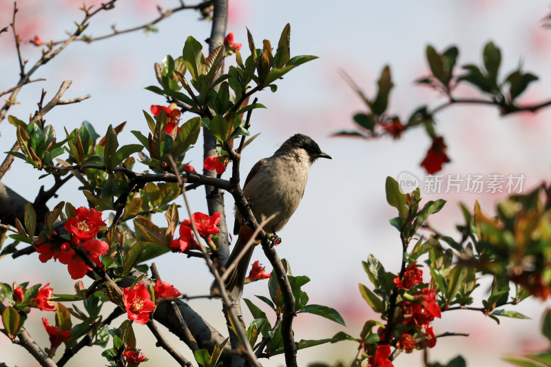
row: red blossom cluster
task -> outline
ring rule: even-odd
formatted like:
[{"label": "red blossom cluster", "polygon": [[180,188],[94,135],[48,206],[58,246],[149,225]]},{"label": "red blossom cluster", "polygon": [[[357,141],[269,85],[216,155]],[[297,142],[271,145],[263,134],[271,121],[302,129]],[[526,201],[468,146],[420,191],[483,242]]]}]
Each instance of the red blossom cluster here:
[{"label": "red blossom cluster", "polygon": [[151,300],[151,295],[145,283],[136,284],[134,288],[123,288],[125,309],[128,319],[141,325],[149,321],[149,313],[155,309],[155,302]]},{"label": "red blossom cluster", "polygon": [[394,365],[388,359],[391,354],[391,346],[379,346],[377,347],[375,355],[369,357],[367,366],[368,367],[393,367]]},{"label": "red blossom cluster", "polygon": [[413,284],[423,282],[423,271],[419,266],[417,262],[414,262],[404,272],[402,280],[399,277],[394,278],[396,287],[400,289],[409,289]]},{"label": "red blossom cluster", "polygon": [[203,166],[207,171],[216,170],[216,173],[221,175],[226,170],[227,165],[227,157],[226,156],[218,156],[217,157],[209,156],[205,158]]},{"label": "red blossom cluster", "polygon": [[[397,288],[409,290],[408,297],[404,294],[404,300],[398,305],[399,311],[395,328],[401,333],[396,340],[396,346],[406,353],[424,346],[433,348],[436,344],[435,333],[430,326],[435,317],[441,317],[440,306],[436,302],[436,291],[423,288],[419,291],[419,288],[412,288],[414,284],[422,283],[422,271],[414,262],[408,266],[402,279],[396,277],[394,280]],[[379,328],[382,340],[385,337],[385,328]]]},{"label": "red blossom cluster", "polygon": [[[191,218],[195,222],[199,235],[207,241],[211,240],[211,235],[220,232],[220,228],[218,227],[220,220],[220,213],[216,212],[212,216],[209,216],[198,211],[191,214]],[[180,225],[180,238],[171,241],[169,246],[178,252],[199,249],[199,244],[194,237],[191,220],[186,219],[182,221]]]},{"label": "red blossom cluster", "polygon": [[266,268],[262,266],[258,260],[256,260],[253,263],[253,267],[249,273],[249,276],[245,278],[245,284],[262,279],[268,279],[271,275],[271,273],[266,273]]},{"label": "red blossom cluster", "polygon": [[139,349],[127,349],[123,355],[125,356],[126,361],[130,364],[138,365],[146,359],[145,355],[142,353]]},{"label": "red blossom cluster", "polygon": [[180,122],[180,116],[182,113],[178,109],[176,103],[171,103],[169,107],[152,105],[149,111],[153,114],[153,116],[159,116],[161,111],[165,111],[165,113],[167,114],[167,126],[165,127],[165,132],[169,135],[172,133],[174,127],[176,128],[176,134],[180,131],[180,127],[178,127],[178,123]]},{"label": "red blossom cluster", "polygon": [[402,132],[406,129],[406,127],[404,126],[400,119],[397,117],[394,118],[390,123],[381,125],[384,131],[391,135],[394,140],[399,139]]},{"label": "red blossom cluster", "polygon": [[82,207],[74,209],[74,213],[75,216],[68,218],[64,226],[71,235],[70,240],[62,242],[59,239],[63,238],[60,236],[54,238],[48,235],[45,242],[39,240],[34,244],[34,247],[40,254],[40,261],[46,262],[52,258],[54,261],[59,259],[59,262],[67,266],[72,279],[80,279],[92,268],[84,262],[74,249],[80,249],[98,266],[101,266],[99,257],[107,253],[109,245],[107,242],[94,238],[106,225],[101,219],[101,211]]},{"label": "red blossom cluster", "polygon": [[428,174],[434,174],[442,169],[444,163],[451,162],[448,155],[446,154],[447,145],[444,142],[441,136],[433,136],[433,145],[430,149],[426,152],[425,159],[421,162]]},{"label": "red blossom cluster", "polygon": [[241,43],[236,43],[233,42],[233,33],[230,32],[228,35],[224,39],[224,47],[226,48],[226,54],[231,55],[236,51],[241,50]]},{"label": "red blossom cluster", "polygon": [[[161,280],[157,280],[153,291],[155,298],[158,299],[174,298],[182,295],[174,286]],[[128,319],[134,320],[141,325],[147,324],[149,321],[150,313],[156,306],[145,283],[139,283],[132,289],[123,288],[123,295]]]}]

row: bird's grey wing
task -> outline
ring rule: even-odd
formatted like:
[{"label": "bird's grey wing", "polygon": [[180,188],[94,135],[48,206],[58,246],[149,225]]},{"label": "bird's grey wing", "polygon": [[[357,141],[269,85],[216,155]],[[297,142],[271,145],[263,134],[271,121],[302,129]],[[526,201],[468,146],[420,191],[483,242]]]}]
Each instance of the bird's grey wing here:
[{"label": "bird's grey wing", "polygon": [[[262,169],[264,165],[266,165],[266,162],[267,160],[266,159],[261,159],[258,162],[257,162],[253,166],[253,168],[251,169],[251,171],[249,172],[249,174],[247,175],[247,178],[245,178],[245,183],[243,185],[243,189],[245,188],[247,184],[248,184],[251,180],[255,176],[256,174],[258,173],[258,171]],[[238,209],[236,209],[238,211]],[[236,216],[236,221],[233,223],[233,235],[237,235],[239,233],[239,227],[241,227],[241,223],[239,222],[238,220],[238,216]]]}]

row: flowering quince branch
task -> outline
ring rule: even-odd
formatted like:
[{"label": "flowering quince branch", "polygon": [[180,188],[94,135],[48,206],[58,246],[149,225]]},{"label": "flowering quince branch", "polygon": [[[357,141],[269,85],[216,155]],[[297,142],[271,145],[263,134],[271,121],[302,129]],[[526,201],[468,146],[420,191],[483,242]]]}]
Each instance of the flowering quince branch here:
[{"label": "flowering quince branch", "polygon": [[[2,302],[0,302],[0,315],[3,313],[5,309],[6,306]],[[24,326],[19,328],[17,339],[12,339],[12,341],[27,350],[43,367],[57,366],[56,363],[34,342],[34,339],[29,335]]]},{"label": "flowering quince branch", "polygon": [[[521,65],[506,76],[498,80],[501,64],[501,53],[493,42],[488,42],[483,51],[483,65],[479,67],[470,64],[462,67],[464,74],[458,75],[455,70],[459,56],[459,50],[451,46],[441,53],[438,53],[431,46],[426,48],[426,59],[432,74],[415,81],[417,83],[428,86],[445,96],[448,101],[430,109],[428,105],[416,109],[405,123],[397,116],[386,112],[388,98],[393,85],[391,71],[386,66],[378,81],[379,90],[375,96],[368,98],[352,81],[342,72],[349,85],[366,103],[368,113],[356,114],[353,120],[359,127],[355,131],[342,131],[334,136],[355,136],[364,138],[377,138],[384,135],[392,136],[398,139],[403,132],[413,127],[423,126],[433,144],[426,158],[421,162],[429,174],[440,171],[442,165],[450,162],[446,154],[444,138],[435,133],[435,116],[455,105],[481,105],[497,107],[502,116],[523,112],[535,112],[551,106],[551,101],[534,104],[519,104],[517,98],[525,92],[529,84],[537,81],[538,77],[530,72],[524,72]],[[477,89],[485,98],[461,98],[453,95],[453,92],[461,83],[467,83]],[[402,123],[402,120],[404,123]]]},{"label": "flowering quince branch", "polygon": [[[176,167],[176,162],[174,162],[174,158],[171,156],[169,156],[169,159],[172,165],[172,168],[175,172],[178,171],[178,169]],[[179,178],[179,176],[177,176]],[[247,337],[247,335],[245,333],[245,331],[241,327],[241,322],[239,319],[239,317],[238,316],[237,313],[235,311],[233,308],[233,302],[229,298],[227,292],[226,291],[224,282],[222,280],[220,275],[218,274],[218,269],[212,263],[210,258],[209,257],[209,254],[207,253],[207,250],[205,247],[201,243],[200,238],[201,236],[199,234],[199,231],[197,229],[197,225],[195,222],[195,220],[194,216],[191,215],[191,209],[189,207],[189,204],[187,201],[187,197],[185,194],[185,191],[184,190],[184,185],[181,180],[179,180],[178,185],[180,185],[182,189],[182,196],[184,198],[184,202],[185,203],[186,209],[187,210],[188,215],[190,218],[190,222],[191,224],[191,228],[193,229],[194,233],[195,234],[196,238],[198,240],[198,243],[199,244],[199,249],[201,251],[201,253],[203,255],[203,258],[205,259],[205,262],[207,263],[207,266],[209,267],[209,270],[210,271],[211,273],[214,276],[215,282],[216,282],[218,284],[218,290],[220,291],[220,295],[222,297],[222,300],[224,302],[224,305],[226,307],[226,309],[229,314],[229,317],[231,319],[231,322],[233,325],[235,326],[233,330],[239,336],[240,340],[242,341],[242,347],[245,349],[245,353],[247,355],[249,359],[249,362],[253,366],[257,367],[260,367],[260,364],[258,363],[258,361],[256,358],[254,352],[253,351],[252,347],[251,344],[249,344],[247,341],[248,340]]]},{"label": "flowering quince branch", "polygon": [[[159,272],[157,270],[157,266],[155,265],[154,262],[151,264],[151,271],[152,274],[153,275],[153,278],[156,279],[158,282],[160,281],[160,276],[159,275]],[[198,350],[200,349],[199,345],[197,344],[197,341],[195,339],[195,337],[194,337],[193,334],[191,334],[191,332],[189,331],[189,328],[188,328],[187,324],[185,323],[185,321],[182,316],[182,313],[180,312],[180,308],[178,308],[175,302],[172,302],[173,300],[174,299],[171,299],[170,297],[165,297],[161,298],[160,301],[170,302],[170,306],[172,312],[176,317],[176,319],[178,320],[180,327],[182,329],[182,334],[184,336],[184,342],[189,347],[192,352],[195,353],[196,350]],[[157,300],[158,300],[156,298],[155,302],[157,302]]]},{"label": "flowering quince branch", "polygon": [[[65,81],[61,84],[61,86],[59,87],[59,90],[57,91],[57,93],[56,93],[55,96],[54,96],[52,100],[50,102],[48,102],[45,106],[41,108],[39,111],[38,111],[36,114],[34,114],[34,116],[33,116],[32,118],[31,118],[31,121],[42,120],[44,115],[45,115],[52,108],[54,108],[55,106],[59,104],[78,103],[85,99],[89,98],[90,97],[90,94],[87,94],[86,96],[83,96],[82,97],[78,97],[76,98],[71,100],[72,101],[72,102],[61,101],[61,96],[63,95],[63,93],[65,93],[65,91],[71,85],[71,83],[72,83],[71,81]],[[1,116],[0,116],[0,122],[1,122]],[[12,149],[10,150],[10,151],[15,153],[17,151],[19,151],[19,149],[20,147],[19,142],[16,141],[15,143],[13,145],[13,147],[12,147]],[[0,180],[2,180],[2,178],[3,177],[6,172],[8,171],[8,169],[10,169],[10,166],[11,166],[12,162],[13,162],[14,158],[15,157],[12,155],[8,155],[7,157],[6,157],[2,164],[0,165]]]}]

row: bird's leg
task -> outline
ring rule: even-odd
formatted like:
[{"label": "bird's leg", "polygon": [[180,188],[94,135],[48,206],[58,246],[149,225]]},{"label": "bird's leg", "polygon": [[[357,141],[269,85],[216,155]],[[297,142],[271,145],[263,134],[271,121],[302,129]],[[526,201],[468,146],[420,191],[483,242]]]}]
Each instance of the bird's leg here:
[{"label": "bird's leg", "polygon": [[276,234],[276,232],[268,234],[268,240],[271,242],[272,246],[278,246],[281,243],[281,238]]}]

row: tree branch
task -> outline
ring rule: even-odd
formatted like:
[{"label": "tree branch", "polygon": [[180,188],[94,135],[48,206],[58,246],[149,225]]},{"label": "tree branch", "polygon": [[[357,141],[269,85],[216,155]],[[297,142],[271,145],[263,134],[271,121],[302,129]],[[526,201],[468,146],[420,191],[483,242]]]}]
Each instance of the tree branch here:
[{"label": "tree branch", "polygon": [[[6,306],[2,302],[0,302],[0,314],[3,312]],[[26,349],[41,366],[43,367],[57,367],[55,362],[54,362],[36,342],[34,342],[34,339],[27,333],[27,331],[23,326],[19,328],[19,333],[17,334],[17,339],[19,339],[19,342],[17,344]]]}]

################

» **Stated goal**
Rewrite the lines above as a numbered list, starting at the first one and stopping after the line that contains "Each instance of the red". Skip blank lines and leave the picture out.

» **Exercise result**
1. row: red blossom cluster
2. task -> outline
3. ring rule: even-odd
4. formatted like:
5. [{"label": "red blossom cluster", "polygon": [[180,188],[94,135],[48,206],[58,246],[149,225]]},{"label": "red blossom cluster", "polygon": [[[357,141],[269,85],[216,155]],[[297,142],[271,145],[263,134],[271,121],[302,129]],[[526,201],[468,146],[420,191],[483,242]]]}]
6. Each instance of the red blossom cluster here:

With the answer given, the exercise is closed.